== Given entries
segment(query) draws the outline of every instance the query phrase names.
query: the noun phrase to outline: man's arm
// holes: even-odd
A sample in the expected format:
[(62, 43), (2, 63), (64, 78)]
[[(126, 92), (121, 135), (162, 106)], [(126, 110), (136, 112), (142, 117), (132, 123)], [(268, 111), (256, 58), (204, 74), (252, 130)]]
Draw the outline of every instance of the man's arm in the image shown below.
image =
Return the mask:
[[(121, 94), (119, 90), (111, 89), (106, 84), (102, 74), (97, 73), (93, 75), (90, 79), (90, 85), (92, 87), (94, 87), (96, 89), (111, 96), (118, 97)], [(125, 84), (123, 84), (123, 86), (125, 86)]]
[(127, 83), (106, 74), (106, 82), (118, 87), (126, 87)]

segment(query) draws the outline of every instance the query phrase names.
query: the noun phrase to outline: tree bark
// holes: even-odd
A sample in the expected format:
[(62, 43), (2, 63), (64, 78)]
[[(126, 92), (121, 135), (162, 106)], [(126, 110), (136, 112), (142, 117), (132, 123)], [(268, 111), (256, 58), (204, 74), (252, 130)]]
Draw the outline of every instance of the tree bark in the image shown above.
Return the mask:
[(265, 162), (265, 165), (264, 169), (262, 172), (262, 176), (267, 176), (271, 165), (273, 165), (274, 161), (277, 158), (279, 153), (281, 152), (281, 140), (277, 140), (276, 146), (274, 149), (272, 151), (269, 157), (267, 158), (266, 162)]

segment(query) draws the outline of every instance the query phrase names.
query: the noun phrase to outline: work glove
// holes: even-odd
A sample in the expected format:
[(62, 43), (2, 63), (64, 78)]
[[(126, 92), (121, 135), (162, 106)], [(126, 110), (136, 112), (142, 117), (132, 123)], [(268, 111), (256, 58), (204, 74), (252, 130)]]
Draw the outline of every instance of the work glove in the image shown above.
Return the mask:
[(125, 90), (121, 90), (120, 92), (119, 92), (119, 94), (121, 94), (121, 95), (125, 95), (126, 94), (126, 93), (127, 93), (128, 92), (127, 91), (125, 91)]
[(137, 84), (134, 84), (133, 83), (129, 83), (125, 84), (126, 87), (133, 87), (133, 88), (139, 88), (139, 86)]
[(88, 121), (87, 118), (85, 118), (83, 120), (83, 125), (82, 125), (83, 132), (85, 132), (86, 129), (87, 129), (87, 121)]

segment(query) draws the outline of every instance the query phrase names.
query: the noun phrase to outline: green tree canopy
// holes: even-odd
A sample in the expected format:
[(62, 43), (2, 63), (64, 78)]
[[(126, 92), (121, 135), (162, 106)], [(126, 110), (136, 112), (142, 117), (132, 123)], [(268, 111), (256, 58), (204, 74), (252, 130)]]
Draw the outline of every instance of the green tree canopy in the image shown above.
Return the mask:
====
Goal of the exercise
Print the listing above in its entirety, with every line exact.

Task answer
segment(query) draws the outline of every instance the query phrase names.
query: the noun phrase to outline: man's arm
// holes: even-odd
A sample in the expected format:
[(62, 43), (2, 63), (64, 78)]
[[(126, 92), (121, 135), (162, 106)], [(126, 110), (136, 112), (142, 117), (132, 123)], [(268, 111), (256, 58), (204, 74), (252, 130)]]
Draw the outline of every instance of the man's arm in the image shown below.
image =
Return the mask:
[[(121, 94), (119, 90), (111, 89), (106, 84), (102, 74), (97, 73), (93, 75), (90, 79), (90, 85), (92, 87), (94, 87), (96, 89), (111, 96), (118, 97)], [(125, 84), (123, 84), (123, 86), (125, 86)]]
[(127, 83), (106, 74), (106, 82), (118, 87), (126, 87)]

segment(query) draws the outline of every instance the query phrase names.
query: the noun phrase to outline: tree bark
// holes: even-odd
A sample in the expected format:
[(62, 43), (2, 63), (64, 78)]
[[(126, 92), (121, 135), (162, 106)], [(126, 110), (136, 112), (142, 117), (132, 123)], [(268, 111), (256, 58), (204, 74), (252, 130)]]
Draw the outline of every instance of the tree bark in the image shown above.
Return the mask:
[(265, 162), (265, 165), (264, 169), (262, 172), (262, 176), (267, 176), (271, 165), (273, 165), (274, 161), (277, 158), (279, 153), (281, 152), (281, 140), (277, 140), (276, 146), (274, 149), (272, 151), (269, 157), (267, 158), (266, 162)]

segment(query) draws the outline of every instance the query phrase names.
query: the noun phrase to outline: work glove
// holes: even-odd
A sample in the expected format:
[(62, 43), (2, 63), (64, 78)]
[[(126, 92), (121, 135), (162, 106)], [(126, 110), (136, 112), (142, 117), (132, 123)], [(268, 111), (256, 58), (204, 74), (252, 130)]]
Draw the outline of every instance of the work glove in the image shown above.
Return the mask:
[(125, 90), (121, 90), (120, 92), (119, 92), (119, 94), (121, 94), (121, 95), (125, 95), (126, 94), (126, 93), (127, 93), (128, 92), (127, 91), (125, 91)]
[(137, 84), (134, 84), (133, 83), (129, 83), (125, 84), (126, 87), (133, 87), (133, 88), (139, 88), (139, 86)]
[(88, 121), (87, 118), (85, 118), (83, 120), (83, 125), (82, 125), (83, 132), (85, 132), (86, 129), (87, 129), (87, 121)]

segment(query) draws the outline of every instance the query phrase names.
query: the noun phrase to outline: green tree canopy
// holes: even-odd
A sample in the expected format:
[(62, 43), (2, 63), (64, 78)]
[[(126, 92), (121, 135), (162, 106)], [(126, 110), (136, 112), (142, 117), (132, 123)], [(268, 111), (256, 58), (204, 74), (252, 130)]]
Draw the outline of every instance of the green tree canopy in the image shown above.
Return the mask:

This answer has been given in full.